*** DATA PROVIDED ***

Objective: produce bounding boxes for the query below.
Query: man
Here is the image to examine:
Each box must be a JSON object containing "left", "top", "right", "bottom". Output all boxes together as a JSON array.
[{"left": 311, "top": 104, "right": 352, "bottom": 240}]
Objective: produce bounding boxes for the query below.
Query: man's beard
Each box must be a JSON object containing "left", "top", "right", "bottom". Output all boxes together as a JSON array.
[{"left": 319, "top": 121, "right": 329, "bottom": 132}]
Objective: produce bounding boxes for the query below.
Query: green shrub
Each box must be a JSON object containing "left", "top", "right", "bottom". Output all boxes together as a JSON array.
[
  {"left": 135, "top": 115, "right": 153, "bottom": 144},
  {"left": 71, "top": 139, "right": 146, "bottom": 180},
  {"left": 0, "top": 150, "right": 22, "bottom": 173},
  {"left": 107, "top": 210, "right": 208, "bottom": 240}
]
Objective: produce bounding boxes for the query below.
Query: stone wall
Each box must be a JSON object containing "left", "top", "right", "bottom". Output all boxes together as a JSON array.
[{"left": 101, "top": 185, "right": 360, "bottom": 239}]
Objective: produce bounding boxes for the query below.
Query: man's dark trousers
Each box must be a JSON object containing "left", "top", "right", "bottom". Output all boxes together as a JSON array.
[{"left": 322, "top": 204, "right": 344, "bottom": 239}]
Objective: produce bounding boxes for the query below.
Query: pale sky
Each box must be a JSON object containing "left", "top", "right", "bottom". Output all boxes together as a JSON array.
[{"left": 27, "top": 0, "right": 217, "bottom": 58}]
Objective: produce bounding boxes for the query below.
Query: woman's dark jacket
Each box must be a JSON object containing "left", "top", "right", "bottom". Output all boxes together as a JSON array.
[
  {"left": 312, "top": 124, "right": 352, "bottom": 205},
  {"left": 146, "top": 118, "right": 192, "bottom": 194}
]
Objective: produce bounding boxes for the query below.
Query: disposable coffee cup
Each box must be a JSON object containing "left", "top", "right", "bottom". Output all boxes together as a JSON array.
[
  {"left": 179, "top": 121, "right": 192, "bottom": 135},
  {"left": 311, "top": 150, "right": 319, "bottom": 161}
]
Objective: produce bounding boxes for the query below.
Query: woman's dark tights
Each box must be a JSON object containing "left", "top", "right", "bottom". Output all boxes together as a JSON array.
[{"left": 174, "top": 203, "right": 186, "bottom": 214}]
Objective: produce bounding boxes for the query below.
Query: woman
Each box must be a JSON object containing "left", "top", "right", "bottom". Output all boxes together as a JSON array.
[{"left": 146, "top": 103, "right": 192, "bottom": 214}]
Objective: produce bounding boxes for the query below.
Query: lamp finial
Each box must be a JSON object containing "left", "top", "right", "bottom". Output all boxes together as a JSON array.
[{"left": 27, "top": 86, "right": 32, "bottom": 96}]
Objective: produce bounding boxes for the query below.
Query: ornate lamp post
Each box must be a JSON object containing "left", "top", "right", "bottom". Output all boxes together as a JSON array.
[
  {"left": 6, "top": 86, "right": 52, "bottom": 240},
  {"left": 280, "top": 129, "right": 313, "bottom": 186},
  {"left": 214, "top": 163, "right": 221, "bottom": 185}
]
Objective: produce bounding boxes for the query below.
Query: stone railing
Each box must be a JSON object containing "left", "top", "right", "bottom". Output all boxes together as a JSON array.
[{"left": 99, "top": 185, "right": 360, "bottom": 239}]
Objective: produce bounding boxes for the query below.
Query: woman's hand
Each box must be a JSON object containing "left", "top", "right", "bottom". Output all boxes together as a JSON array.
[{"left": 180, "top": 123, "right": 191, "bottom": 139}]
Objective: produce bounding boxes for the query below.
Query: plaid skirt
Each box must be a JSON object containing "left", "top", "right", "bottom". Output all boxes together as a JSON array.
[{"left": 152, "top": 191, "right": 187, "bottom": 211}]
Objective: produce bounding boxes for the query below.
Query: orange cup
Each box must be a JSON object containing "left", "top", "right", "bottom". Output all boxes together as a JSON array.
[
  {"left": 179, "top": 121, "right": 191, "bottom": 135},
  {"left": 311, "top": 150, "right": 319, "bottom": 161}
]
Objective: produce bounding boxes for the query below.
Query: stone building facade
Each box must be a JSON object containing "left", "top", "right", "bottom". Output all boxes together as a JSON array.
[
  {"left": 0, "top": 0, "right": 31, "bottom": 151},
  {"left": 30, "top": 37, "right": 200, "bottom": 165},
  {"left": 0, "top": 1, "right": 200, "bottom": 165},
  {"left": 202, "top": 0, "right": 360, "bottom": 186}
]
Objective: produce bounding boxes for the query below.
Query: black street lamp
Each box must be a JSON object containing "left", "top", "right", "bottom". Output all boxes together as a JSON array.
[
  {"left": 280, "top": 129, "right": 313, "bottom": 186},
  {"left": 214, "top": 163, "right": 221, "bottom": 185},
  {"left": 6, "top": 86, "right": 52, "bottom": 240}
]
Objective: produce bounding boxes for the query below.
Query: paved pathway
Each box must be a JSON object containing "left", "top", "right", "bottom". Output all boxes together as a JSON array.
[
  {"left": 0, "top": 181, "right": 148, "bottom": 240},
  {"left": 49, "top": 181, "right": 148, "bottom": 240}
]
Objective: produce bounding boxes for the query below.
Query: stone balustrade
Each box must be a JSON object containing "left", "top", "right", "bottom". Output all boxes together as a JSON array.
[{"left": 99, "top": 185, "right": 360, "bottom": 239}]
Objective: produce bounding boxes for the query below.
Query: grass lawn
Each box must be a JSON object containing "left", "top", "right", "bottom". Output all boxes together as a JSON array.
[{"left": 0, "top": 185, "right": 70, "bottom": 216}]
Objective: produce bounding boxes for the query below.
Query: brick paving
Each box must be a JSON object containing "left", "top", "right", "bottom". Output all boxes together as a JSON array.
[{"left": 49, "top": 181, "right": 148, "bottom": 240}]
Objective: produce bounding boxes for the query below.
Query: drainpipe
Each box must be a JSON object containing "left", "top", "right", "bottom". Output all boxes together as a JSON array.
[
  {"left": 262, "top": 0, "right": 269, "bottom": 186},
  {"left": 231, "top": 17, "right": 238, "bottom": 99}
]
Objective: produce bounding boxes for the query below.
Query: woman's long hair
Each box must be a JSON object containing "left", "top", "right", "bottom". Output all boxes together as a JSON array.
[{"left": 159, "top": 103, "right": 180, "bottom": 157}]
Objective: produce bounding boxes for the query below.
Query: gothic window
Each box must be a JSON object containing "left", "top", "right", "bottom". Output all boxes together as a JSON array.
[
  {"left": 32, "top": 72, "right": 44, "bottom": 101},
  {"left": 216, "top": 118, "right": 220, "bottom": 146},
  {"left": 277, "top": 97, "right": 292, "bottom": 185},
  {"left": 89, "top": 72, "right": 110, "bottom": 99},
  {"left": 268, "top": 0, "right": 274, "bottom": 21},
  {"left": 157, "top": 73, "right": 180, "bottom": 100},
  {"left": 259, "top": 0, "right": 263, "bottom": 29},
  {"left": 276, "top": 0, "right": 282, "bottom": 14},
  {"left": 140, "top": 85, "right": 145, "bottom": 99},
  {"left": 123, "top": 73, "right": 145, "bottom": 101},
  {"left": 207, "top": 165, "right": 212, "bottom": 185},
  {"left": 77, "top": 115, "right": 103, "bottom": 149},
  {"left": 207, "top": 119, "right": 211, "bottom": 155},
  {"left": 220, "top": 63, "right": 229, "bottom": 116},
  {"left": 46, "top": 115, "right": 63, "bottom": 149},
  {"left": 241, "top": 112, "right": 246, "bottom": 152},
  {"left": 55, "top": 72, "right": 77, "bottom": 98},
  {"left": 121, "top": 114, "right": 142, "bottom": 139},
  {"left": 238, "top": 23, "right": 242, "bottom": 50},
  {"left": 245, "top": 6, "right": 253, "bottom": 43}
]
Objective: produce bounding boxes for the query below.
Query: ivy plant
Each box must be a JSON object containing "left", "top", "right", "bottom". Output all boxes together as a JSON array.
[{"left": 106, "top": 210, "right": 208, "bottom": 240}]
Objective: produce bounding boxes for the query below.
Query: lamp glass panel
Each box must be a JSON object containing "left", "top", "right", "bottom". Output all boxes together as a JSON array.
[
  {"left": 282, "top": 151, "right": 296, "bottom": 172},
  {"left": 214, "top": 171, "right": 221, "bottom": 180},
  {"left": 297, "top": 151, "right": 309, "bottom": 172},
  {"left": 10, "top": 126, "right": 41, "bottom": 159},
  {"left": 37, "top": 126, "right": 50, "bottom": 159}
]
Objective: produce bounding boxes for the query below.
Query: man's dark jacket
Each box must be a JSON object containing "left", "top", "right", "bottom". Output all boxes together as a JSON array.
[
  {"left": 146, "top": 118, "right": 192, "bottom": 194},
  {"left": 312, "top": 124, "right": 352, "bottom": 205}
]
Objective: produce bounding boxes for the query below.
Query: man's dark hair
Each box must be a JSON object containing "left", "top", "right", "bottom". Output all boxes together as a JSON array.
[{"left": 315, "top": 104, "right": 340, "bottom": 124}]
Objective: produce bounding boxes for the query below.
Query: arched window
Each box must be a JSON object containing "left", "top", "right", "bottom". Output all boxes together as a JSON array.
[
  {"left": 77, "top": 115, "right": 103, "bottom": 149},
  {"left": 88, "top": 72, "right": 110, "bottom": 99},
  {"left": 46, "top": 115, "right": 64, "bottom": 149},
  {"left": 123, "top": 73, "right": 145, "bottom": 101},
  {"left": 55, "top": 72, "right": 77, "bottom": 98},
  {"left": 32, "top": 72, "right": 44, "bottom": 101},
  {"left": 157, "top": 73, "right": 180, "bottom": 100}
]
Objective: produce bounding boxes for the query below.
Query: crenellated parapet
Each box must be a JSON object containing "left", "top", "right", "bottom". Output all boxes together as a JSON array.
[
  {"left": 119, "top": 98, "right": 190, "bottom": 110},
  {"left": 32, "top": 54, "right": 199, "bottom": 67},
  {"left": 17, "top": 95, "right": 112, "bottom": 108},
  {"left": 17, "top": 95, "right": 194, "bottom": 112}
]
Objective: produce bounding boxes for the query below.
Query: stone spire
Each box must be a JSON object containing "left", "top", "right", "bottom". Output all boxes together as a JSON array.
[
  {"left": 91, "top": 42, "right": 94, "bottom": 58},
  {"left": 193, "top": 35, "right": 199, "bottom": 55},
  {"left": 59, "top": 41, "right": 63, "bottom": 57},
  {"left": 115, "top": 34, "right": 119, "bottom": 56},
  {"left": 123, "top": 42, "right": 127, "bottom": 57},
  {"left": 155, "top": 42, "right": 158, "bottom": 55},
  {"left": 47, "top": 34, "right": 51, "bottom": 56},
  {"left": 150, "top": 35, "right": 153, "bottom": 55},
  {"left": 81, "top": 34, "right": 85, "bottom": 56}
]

*** End of DATA PROVIDED ***

WHAT YOU ARE ASKED TO DO:
Your reply must be one number: the count of lines in the records above that contain the string "hair".

ANSWER SECTION:
2